SET PROBLEM: Count the lines in the rows below that contain the string "above", with uppercase and lowercase treated as different. Reply with the number only.

[Contour labeling items]
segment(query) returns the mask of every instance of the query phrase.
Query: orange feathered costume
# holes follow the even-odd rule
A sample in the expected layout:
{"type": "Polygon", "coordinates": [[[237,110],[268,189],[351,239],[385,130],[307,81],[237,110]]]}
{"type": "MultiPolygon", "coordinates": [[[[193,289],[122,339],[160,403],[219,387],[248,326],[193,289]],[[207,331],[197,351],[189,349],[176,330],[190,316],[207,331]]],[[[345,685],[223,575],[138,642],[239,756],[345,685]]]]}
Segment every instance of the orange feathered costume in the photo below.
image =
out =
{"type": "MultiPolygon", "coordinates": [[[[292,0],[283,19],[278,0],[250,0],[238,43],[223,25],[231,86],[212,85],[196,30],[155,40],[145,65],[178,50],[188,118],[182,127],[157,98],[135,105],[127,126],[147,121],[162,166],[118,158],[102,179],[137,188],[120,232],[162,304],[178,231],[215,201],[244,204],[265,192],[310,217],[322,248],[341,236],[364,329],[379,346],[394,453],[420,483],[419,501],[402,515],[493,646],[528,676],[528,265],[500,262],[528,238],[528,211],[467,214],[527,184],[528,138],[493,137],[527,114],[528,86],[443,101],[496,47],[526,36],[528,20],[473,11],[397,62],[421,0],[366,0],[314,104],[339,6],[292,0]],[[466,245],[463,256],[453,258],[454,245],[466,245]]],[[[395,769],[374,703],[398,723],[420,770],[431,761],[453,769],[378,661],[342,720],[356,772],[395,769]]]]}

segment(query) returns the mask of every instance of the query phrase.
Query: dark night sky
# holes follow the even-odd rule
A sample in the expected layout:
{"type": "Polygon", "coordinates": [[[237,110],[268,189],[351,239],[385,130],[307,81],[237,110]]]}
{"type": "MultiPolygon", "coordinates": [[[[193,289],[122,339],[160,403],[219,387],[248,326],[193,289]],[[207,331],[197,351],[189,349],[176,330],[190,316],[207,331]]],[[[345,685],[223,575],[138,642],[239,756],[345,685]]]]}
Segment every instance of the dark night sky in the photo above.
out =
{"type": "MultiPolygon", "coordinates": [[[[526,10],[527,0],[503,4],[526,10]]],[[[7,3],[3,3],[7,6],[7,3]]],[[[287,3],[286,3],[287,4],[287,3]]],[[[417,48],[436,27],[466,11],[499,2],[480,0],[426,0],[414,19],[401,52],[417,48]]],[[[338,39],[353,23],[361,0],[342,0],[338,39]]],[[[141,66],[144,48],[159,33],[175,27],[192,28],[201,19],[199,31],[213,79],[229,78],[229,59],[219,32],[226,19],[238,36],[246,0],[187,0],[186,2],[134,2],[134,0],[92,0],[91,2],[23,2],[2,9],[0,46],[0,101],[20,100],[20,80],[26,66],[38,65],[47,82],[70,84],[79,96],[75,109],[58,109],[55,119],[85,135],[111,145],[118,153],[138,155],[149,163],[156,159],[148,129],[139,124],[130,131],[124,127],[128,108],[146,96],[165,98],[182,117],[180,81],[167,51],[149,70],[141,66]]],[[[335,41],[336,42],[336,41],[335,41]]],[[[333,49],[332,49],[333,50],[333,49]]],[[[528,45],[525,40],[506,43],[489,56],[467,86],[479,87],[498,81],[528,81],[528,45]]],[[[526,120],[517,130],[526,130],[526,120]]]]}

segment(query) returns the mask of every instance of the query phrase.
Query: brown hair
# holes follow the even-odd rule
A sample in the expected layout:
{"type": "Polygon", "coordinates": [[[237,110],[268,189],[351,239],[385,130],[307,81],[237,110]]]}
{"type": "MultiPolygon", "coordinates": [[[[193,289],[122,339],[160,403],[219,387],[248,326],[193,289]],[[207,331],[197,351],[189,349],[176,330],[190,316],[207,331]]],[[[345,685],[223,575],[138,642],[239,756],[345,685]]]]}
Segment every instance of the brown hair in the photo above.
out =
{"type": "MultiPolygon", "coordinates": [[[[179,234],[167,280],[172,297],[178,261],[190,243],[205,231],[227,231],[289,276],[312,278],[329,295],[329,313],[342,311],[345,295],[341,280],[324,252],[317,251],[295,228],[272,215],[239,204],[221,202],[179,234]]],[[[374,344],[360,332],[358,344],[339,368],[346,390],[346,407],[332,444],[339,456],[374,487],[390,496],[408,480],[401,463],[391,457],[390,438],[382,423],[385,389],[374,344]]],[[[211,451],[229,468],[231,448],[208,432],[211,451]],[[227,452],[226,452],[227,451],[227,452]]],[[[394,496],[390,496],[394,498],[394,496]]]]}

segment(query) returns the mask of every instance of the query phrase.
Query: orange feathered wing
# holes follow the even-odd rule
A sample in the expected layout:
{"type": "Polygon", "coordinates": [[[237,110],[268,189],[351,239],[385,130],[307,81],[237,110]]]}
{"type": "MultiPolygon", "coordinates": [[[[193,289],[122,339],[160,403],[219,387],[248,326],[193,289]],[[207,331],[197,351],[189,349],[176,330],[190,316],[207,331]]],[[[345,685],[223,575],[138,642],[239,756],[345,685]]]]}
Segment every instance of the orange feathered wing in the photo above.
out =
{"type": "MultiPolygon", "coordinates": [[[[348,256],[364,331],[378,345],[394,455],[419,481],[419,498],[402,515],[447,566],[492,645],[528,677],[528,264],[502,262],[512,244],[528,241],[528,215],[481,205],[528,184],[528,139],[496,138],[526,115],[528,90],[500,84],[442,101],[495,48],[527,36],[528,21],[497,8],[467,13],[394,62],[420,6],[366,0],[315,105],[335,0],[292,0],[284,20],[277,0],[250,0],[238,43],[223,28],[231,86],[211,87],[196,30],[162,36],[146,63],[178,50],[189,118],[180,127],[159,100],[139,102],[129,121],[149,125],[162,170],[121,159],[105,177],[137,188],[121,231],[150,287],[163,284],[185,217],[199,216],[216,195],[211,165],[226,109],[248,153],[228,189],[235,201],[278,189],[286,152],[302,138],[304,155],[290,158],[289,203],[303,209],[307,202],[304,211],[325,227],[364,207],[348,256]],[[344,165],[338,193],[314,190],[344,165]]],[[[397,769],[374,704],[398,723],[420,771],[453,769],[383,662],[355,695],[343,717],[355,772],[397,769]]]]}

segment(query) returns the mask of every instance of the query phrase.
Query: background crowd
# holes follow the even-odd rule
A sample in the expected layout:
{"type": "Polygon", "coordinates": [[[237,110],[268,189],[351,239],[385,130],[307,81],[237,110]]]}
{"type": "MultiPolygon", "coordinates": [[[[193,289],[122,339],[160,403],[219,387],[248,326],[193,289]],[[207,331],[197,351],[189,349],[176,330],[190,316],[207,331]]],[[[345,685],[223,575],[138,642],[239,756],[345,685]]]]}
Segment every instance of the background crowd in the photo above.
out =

RESPONSE TO THE EXERCISE: 4